• **Tasks to carry out**:
1. Summarize the article about refugees evacuated from Libya to Niger in two sentences.
2. Print the part of the article about refugees evacuated from Libya to Niger starting with "Evacuation from Libya" and going on through "to almost 100.".

Start of Passage to read

Evacuation from Libya gives refugees new hope
Second UNHCR evacuation flight from Libya to Niger gives refugees new hope and takes total number evacuated since November to almost 100.
Noura, two months old, is the youngest child to arrive at Niamey International Airport after being evacuated by UNHCR together with her mother, a Somali refugee, from detention centres in Libya.
© UNHCR/Alessandro Penso
NIAMEY – Rahel*, a 29-year-old Eritrean refugee, was hoping for a new life of freedom and opportunity in Europe when she took the dangerous overland route across Africa. Instead, she found herself detained 11 of the 18 months she spent in Libya.
“When UNHCR told me I was leaving Libya I wasn’t sure what to think, I didn’t believe them at first. Then when the bus came to fetch from the detention centre I understood it was true… I was happy to be alive,” she told representatives of UNHCR, the UN Refugee Agency, in Niger.
Rahel was one of 74 Eritrean and Somali refugees, deemed particularly vulnerable, to arrive on a UNHCR-organized flight at Niamey International airport in the early hours of last Friday morning. The group, which included 51 children and 22 women, had been in detention facilities in Libya until just hours before boarding the plane.
“God had sent UNHCR to save our lives.”
“God had sent UNHCR to save our lives,” added a relieved Rahel, who was sold three times by people traffickers during a journey through hell.
UNHCR staff welcomed and assisted the exhausted refugees through airport controls before transferring them to guesthouses. Many asked for reassurance that they would not be taken back to Libya.
UNHCR, the UN Refugee Agency, started the life-saving emergency evacuations in November this year, as part of a broader effort to address the complex movement of migrants and refugees along the Mediterranean routes.
“Niger is a transit situation for them. They will be welcomed, they will be supported and they will be given hope that life is still possible” said Alessandra Morelli, UNHCR’s representative in Niger.
“UNHCR would like to thank the government of Niger for opening the doors of its country and allowing UNHCR to continue the humanitarian evacuation flights from Libya.” she added.
Vincent Cochetel, UNHCR’s Special Envoy for the Central Mediterranean Situation, added: “This evacuation could not have happened without the support of the authorities and of our partners, including MOAS, in Libya. I also want to praise the extraordinary solidarity demonstrated by the people and by the Government of Niger.”
UNHCR has appealed for an additional 1,300 resettlement places to evacuate vulnerable refugees from Libya as many are detained in deplorable conditions for indefinite periods of time, victims of serious violations of human rights.
Hamda, a 25-year-old Somali refugee, said she was arrested in Libya when she was one month pregnant.
Rahel, who was also beaten, was sold three times by smugglers who demanded she pay US$5,500 to be released.
She cries as she tells us that she was caught by a group of men in Zuwara, a port city in northwestern Libya: “I did not see their faces, I know they were from Daesh. They raped me, all of them did, I do not know how many they were."
The refugees are currently receiving medical and psychosocial support.
There are nearly 550,000 persons of concern to UNHCR in Libya, including 200,000 internally displaced people and 44,000 registered refugees and asylum-seekers.
*Name has been changed for protection reasons.

End of Passage to read
Start of Source material

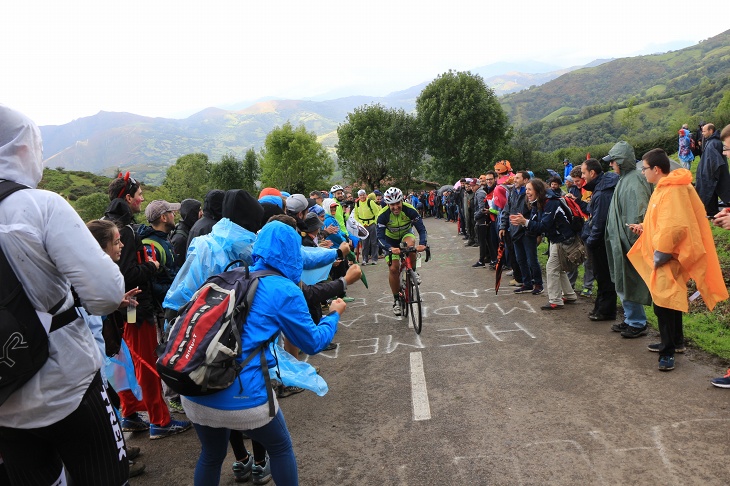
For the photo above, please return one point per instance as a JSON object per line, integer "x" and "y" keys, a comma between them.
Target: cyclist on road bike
{"x": 395, "y": 225}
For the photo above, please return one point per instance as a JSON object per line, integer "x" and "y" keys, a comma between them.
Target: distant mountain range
{"x": 530, "y": 93}
{"x": 106, "y": 142}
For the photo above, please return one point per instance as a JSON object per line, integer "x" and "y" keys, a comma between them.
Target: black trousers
{"x": 670, "y": 329}
{"x": 89, "y": 442}
{"x": 606, "y": 294}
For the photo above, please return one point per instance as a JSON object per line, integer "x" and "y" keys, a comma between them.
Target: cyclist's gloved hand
{"x": 338, "y": 305}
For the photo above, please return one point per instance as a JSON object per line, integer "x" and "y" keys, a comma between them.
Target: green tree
{"x": 722, "y": 112}
{"x": 92, "y": 206}
{"x": 630, "y": 116}
{"x": 251, "y": 171}
{"x": 227, "y": 174}
{"x": 375, "y": 143}
{"x": 188, "y": 178}
{"x": 463, "y": 123}
{"x": 293, "y": 160}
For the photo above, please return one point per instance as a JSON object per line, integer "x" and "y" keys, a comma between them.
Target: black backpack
{"x": 200, "y": 357}
{"x": 574, "y": 214}
{"x": 24, "y": 341}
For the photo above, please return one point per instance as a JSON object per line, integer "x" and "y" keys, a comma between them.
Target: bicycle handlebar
{"x": 407, "y": 250}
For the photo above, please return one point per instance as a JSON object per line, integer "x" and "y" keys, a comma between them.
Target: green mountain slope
{"x": 652, "y": 77}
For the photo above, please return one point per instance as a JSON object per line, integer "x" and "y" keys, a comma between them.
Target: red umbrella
{"x": 500, "y": 265}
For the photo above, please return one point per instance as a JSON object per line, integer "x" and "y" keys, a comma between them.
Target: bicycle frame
{"x": 409, "y": 295}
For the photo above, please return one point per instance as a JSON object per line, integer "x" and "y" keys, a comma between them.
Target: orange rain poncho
{"x": 675, "y": 223}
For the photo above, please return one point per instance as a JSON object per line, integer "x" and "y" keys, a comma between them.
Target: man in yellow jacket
{"x": 675, "y": 244}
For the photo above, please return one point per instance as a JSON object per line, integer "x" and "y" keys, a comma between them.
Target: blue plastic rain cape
{"x": 119, "y": 371}
{"x": 292, "y": 372}
{"x": 209, "y": 255}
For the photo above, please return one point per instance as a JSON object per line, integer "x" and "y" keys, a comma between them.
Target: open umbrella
{"x": 444, "y": 188}
{"x": 500, "y": 265}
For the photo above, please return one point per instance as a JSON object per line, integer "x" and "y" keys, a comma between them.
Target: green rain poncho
{"x": 628, "y": 206}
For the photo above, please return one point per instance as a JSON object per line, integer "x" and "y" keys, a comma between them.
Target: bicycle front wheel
{"x": 403, "y": 297}
{"x": 414, "y": 302}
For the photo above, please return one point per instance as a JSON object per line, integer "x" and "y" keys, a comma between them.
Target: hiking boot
{"x": 523, "y": 290}
{"x": 550, "y": 306}
{"x": 666, "y": 363}
{"x": 135, "y": 468}
{"x": 633, "y": 332}
{"x": 286, "y": 391}
{"x": 723, "y": 382}
{"x": 134, "y": 423}
{"x": 655, "y": 348}
{"x": 242, "y": 470}
{"x": 620, "y": 327}
{"x": 175, "y": 406}
{"x": 173, "y": 428}
{"x": 261, "y": 472}
{"x": 132, "y": 451}
{"x": 601, "y": 317}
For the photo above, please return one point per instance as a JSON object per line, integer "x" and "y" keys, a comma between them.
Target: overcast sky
{"x": 68, "y": 59}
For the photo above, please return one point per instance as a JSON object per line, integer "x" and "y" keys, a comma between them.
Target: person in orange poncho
{"x": 675, "y": 244}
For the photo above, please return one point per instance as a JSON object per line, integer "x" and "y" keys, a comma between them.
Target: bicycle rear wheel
{"x": 414, "y": 302}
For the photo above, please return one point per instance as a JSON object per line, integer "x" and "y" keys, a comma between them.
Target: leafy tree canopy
{"x": 251, "y": 171}
{"x": 463, "y": 123}
{"x": 227, "y": 174}
{"x": 375, "y": 143}
{"x": 293, "y": 160}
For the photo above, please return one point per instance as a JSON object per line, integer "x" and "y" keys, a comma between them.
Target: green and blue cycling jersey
{"x": 392, "y": 229}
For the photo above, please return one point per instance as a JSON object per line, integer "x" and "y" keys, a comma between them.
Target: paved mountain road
{"x": 494, "y": 391}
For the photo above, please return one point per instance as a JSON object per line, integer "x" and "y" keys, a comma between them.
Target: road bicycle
{"x": 409, "y": 296}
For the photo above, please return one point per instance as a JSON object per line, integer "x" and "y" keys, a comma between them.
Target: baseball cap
{"x": 157, "y": 208}
{"x": 296, "y": 203}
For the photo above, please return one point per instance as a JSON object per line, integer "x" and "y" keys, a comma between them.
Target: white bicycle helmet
{"x": 393, "y": 195}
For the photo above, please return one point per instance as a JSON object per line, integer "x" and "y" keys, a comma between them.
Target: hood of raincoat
{"x": 213, "y": 205}
{"x": 189, "y": 210}
{"x": 277, "y": 246}
{"x": 21, "y": 149}
{"x": 243, "y": 209}
{"x": 624, "y": 155}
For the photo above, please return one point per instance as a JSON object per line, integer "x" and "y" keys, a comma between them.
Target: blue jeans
{"x": 274, "y": 436}
{"x": 526, "y": 255}
{"x": 634, "y": 313}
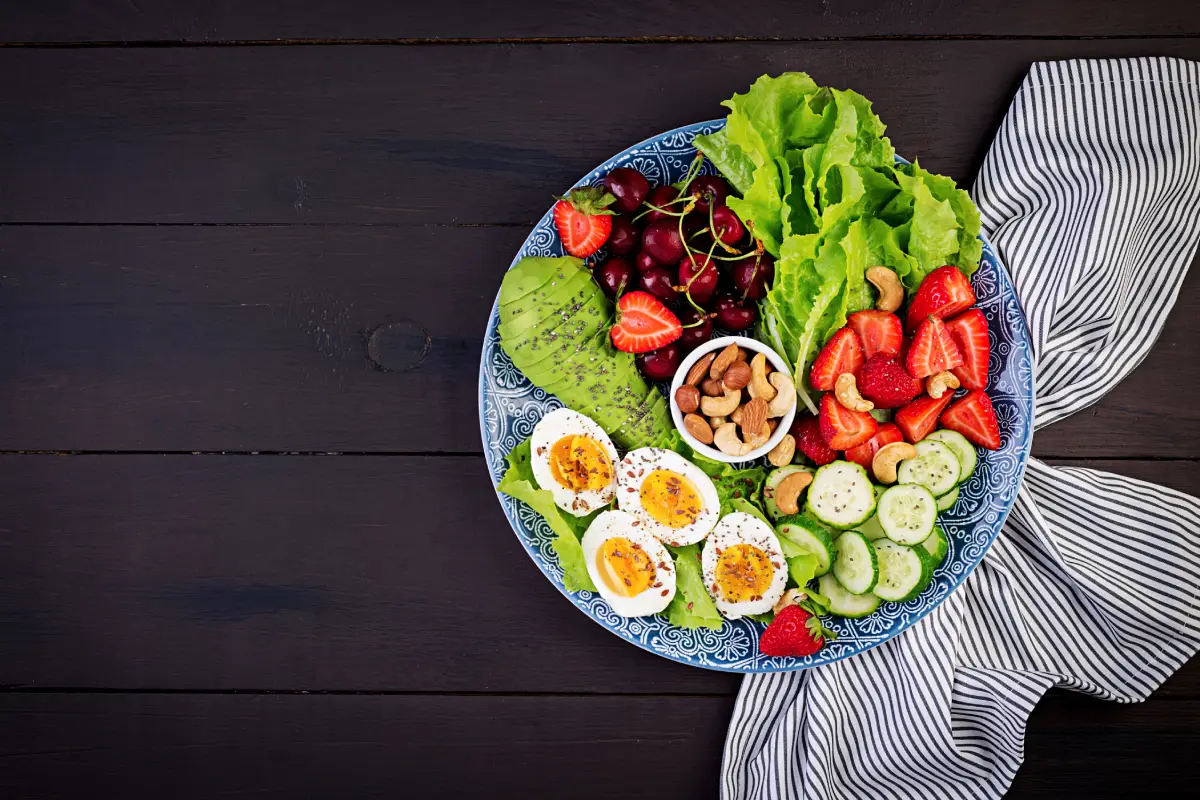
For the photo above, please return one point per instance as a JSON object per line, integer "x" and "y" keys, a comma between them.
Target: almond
{"x": 754, "y": 419}
{"x": 699, "y": 428}
{"x": 700, "y": 370}
{"x": 727, "y": 356}
{"x": 688, "y": 398}
{"x": 737, "y": 376}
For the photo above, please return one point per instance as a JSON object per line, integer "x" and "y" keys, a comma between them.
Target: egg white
{"x": 741, "y": 528}
{"x": 552, "y": 427}
{"x": 640, "y": 463}
{"x": 654, "y": 599}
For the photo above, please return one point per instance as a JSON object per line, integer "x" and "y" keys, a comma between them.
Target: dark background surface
{"x": 235, "y": 557}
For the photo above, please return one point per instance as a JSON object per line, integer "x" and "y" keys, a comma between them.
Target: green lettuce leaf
{"x": 519, "y": 483}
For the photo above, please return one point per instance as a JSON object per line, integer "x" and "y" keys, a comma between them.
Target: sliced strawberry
{"x": 975, "y": 417}
{"x": 943, "y": 293}
{"x": 918, "y": 419}
{"x": 583, "y": 220}
{"x": 843, "y": 428}
{"x": 810, "y": 441}
{"x": 864, "y": 453}
{"x": 970, "y": 334}
{"x": 885, "y": 382}
{"x": 841, "y": 353}
{"x": 643, "y": 324}
{"x": 933, "y": 349}
{"x": 793, "y": 632}
{"x": 879, "y": 331}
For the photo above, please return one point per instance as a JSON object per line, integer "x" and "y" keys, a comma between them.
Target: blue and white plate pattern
{"x": 509, "y": 407}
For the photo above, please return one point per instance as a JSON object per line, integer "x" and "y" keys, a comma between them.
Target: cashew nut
{"x": 846, "y": 391}
{"x": 891, "y": 292}
{"x": 721, "y": 405}
{"x": 785, "y": 398}
{"x": 726, "y": 440}
{"x": 888, "y": 457}
{"x": 783, "y": 452}
{"x": 787, "y": 493}
{"x": 760, "y": 386}
{"x": 937, "y": 384}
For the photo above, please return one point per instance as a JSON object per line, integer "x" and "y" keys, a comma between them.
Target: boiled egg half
{"x": 743, "y": 565}
{"x": 574, "y": 458}
{"x": 673, "y": 499}
{"x": 631, "y": 569}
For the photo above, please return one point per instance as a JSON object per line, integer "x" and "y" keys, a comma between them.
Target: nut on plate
{"x": 688, "y": 398}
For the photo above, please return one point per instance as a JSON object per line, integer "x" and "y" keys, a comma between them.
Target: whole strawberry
{"x": 885, "y": 382}
{"x": 795, "y": 632}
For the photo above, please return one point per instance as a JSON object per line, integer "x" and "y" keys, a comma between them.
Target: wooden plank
{"x": 295, "y": 746}
{"x": 313, "y": 572}
{"x": 253, "y": 338}
{"x": 485, "y": 134}
{"x": 652, "y": 747}
{"x": 210, "y": 20}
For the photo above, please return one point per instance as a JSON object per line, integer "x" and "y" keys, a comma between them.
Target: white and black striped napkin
{"x": 1091, "y": 193}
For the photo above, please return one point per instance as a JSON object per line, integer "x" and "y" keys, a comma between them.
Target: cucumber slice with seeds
{"x": 856, "y": 569}
{"x": 904, "y": 571}
{"x": 811, "y": 536}
{"x": 907, "y": 513}
{"x": 844, "y": 603}
{"x": 841, "y": 495}
{"x": 963, "y": 450}
{"x": 935, "y": 467}
{"x": 947, "y": 500}
{"x": 772, "y": 483}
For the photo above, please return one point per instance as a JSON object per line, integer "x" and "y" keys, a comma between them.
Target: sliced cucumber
{"x": 844, "y": 603}
{"x": 811, "y": 536}
{"x": 935, "y": 467}
{"x": 947, "y": 500}
{"x": 841, "y": 495}
{"x": 773, "y": 480}
{"x": 907, "y": 513}
{"x": 936, "y": 545}
{"x": 904, "y": 571}
{"x": 856, "y": 566}
{"x": 963, "y": 450}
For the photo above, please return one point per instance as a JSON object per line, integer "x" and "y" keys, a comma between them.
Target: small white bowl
{"x": 708, "y": 451}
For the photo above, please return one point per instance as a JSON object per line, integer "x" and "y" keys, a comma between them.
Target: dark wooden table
{"x": 237, "y": 557}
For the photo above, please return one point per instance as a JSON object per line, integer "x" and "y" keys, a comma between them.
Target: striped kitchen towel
{"x": 1091, "y": 193}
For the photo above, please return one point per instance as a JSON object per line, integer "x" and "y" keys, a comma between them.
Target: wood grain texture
{"x": 281, "y": 572}
{"x": 485, "y": 134}
{"x": 213, "y": 20}
{"x": 255, "y": 338}
{"x": 591, "y": 747}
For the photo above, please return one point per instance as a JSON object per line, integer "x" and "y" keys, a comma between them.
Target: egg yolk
{"x": 580, "y": 463}
{"x": 671, "y": 498}
{"x": 743, "y": 572}
{"x": 624, "y": 566}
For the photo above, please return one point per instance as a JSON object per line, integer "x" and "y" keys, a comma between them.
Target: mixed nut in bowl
{"x": 733, "y": 400}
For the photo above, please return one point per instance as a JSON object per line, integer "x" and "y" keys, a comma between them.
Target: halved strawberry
{"x": 970, "y": 334}
{"x": 864, "y": 453}
{"x": 975, "y": 417}
{"x": 841, "y": 353}
{"x": 843, "y": 428}
{"x": 933, "y": 349}
{"x": 943, "y": 293}
{"x": 879, "y": 331}
{"x": 885, "y": 382}
{"x": 583, "y": 220}
{"x": 643, "y": 324}
{"x": 810, "y": 441}
{"x": 918, "y": 419}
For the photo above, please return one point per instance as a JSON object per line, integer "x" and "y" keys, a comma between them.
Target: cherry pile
{"x": 687, "y": 247}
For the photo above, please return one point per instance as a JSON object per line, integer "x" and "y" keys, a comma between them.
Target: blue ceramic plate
{"x": 509, "y": 407}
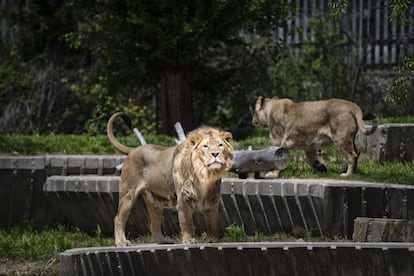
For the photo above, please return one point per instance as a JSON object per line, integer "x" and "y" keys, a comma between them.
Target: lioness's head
{"x": 259, "y": 116}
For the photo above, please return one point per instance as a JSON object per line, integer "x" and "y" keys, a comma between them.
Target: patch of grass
{"x": 27, "y": 243}
{"x": 70, "y": 144}
{"x": 235, "y": 233}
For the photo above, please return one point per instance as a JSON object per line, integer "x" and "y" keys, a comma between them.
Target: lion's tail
{"x": 110, "y": 132}
{"x": 361, "y": 125}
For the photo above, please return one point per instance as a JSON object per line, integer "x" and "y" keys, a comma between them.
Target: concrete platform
{"x": 320, "y": 206}
{"x": 243, "y": 259}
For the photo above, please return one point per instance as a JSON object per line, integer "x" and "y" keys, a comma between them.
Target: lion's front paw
{"x": 272, "y": 174}
{"x": 124, "y": 243}
{"x": 190, "y": 241}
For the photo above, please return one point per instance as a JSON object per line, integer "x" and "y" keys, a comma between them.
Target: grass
{"x": 25, "y": 242}
{"x": 70, "y": 144}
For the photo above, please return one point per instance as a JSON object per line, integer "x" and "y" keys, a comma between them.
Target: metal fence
{"x": 366, "y": 25}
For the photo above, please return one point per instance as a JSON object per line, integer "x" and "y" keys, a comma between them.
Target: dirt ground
{"x": 28, "y": 267}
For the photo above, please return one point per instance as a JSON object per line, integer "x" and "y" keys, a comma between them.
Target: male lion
{"x": 186, "y": 177}
{"x": 312, "y": 125}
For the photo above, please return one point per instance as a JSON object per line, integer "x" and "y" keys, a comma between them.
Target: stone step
{"x": 264, "y": 258}
{"x": 383, "y": 230}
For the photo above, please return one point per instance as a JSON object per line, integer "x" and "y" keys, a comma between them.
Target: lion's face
{"x": 214, "y": 153}
{"x": 211, "y": 152}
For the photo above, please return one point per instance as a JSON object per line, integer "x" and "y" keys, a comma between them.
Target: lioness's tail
{"x": 110, "y": 132}
{"x": 361, "y": 125}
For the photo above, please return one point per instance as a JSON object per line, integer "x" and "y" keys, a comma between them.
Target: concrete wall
{"x": 243, "y": 259}
{"x": 83, "y": 191}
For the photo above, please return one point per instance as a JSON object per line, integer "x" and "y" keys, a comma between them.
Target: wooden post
{"x": 268, "y": 159}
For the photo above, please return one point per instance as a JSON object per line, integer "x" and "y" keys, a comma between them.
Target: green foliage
{"x": 399, "y": 10}
{"x": 400, "y": 93}
{"x": 322, "y": 68}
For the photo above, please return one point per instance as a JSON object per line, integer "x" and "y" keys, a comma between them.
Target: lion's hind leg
{"x": 351, "y": 158}
{"x": 313, "y": 160}
{"x": 155, "y": 220}
{"x": 127, "y": 199}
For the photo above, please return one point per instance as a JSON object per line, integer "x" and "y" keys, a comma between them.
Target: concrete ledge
{"x": 243, "y": 259}
{"x": 389, "y": 142}
{"x": 320, "y": 206}
{"x": 383, "y": 230}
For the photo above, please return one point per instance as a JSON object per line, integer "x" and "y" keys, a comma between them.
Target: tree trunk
{"x": 175, "y": 103}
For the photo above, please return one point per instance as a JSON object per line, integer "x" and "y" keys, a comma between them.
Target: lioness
{"x": 312, "y": 125}
{"x": 186, "y": 177}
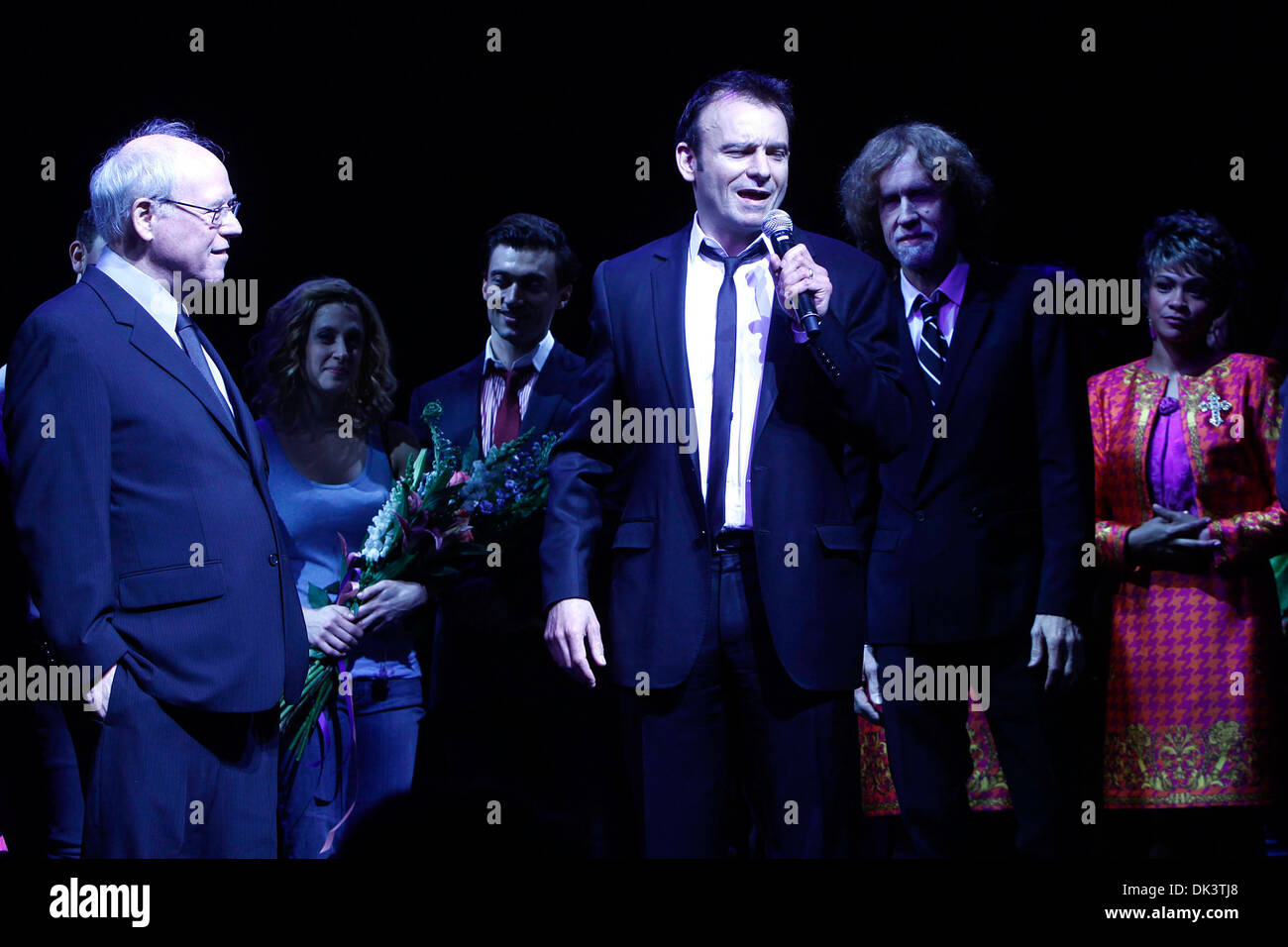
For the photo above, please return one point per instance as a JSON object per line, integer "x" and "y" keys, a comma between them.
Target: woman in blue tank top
{"x": 320, "y": 371}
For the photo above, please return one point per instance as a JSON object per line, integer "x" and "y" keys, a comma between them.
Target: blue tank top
{"x": 313, "y": 513}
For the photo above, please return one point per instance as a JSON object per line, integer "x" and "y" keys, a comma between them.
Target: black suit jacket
{"x": 814, "y": 401}
{"x": 488, "y": 629}
{"x": 1282, "y": 458}
{"x": 982, "y": 528}
{"x": 146, "y": 518}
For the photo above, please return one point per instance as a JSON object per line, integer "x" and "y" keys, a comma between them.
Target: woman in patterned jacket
{"x": 1186, "y": 519}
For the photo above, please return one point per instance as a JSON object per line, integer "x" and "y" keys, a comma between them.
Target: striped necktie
{"x": 187, "y": 333}
{"x": 722, "y": 376}
{"x": 932, "y": 351}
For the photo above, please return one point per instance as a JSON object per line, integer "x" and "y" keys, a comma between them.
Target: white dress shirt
{"x": 493, "y": 385}
{"x": 160, "y": 303}
{"x": 953, "y": 287}
{"x": 755, "y": 287}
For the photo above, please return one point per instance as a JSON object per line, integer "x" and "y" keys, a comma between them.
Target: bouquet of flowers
{"x": 436, "y": 526}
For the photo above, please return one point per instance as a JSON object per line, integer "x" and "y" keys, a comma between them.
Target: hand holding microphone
{"x": 797, "y": 275}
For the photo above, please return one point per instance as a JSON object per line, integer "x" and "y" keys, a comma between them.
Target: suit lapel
{"x": 460, "y": 419}
{"x": 669, "y": 283}
{"x": 971, "y": 320}
{"x": 149, "y": 338}
{"x": 548, "y": 392}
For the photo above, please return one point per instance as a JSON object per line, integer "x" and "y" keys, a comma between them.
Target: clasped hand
{"x": 335, "y": 630}
{"x": 1172, "y": 539}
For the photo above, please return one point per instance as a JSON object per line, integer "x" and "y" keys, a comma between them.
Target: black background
{"x": 1086, "y": 150}
{"x": 446, "y": 138}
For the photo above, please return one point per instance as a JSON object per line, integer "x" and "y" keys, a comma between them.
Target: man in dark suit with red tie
{"x": 141, "y": 500}
{"x": 497, "y": 709}
{"x": 734, "y": 624}
{"x": 980, "y": 528}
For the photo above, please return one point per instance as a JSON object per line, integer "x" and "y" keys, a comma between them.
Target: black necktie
{"x": 192, "y": 346}
{"x": 932, "y": 351}
{"x": 721, "y": 377}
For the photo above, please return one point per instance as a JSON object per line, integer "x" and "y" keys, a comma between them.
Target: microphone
{"x": 778, "y": 231}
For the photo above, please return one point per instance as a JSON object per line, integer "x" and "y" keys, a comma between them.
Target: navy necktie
{"x": 187, "y": 333}
{"x": 721, "y": 377}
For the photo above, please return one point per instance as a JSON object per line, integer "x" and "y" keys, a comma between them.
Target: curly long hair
{"x": 967, "y": 188}
{"x": 275, "y": 368}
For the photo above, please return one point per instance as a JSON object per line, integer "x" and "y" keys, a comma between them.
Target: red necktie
{"x": 506, "y": 425}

End of Source material

• **Responses per task**:
1. A second UNHCR evacuation flight brought 74 particularly vulnerable Eritrean and Somali refugees, including 51 children and 22 women, from detention facilities in Libya to Niamey, bringing the total evacuated since November to almost 100. UNHCR has appealed for an additional 1,300 resettlement places because many refugees in Libya are detained in deplorable conditions for indefinite periods of time and are victims of serious violations of human rights.

2.
Evacuation from Libya gives refugees new hope
Second UNHCR evacuation flight from Libya to Niger gives refugees new hope and takes total number evacuated since November to almost 100.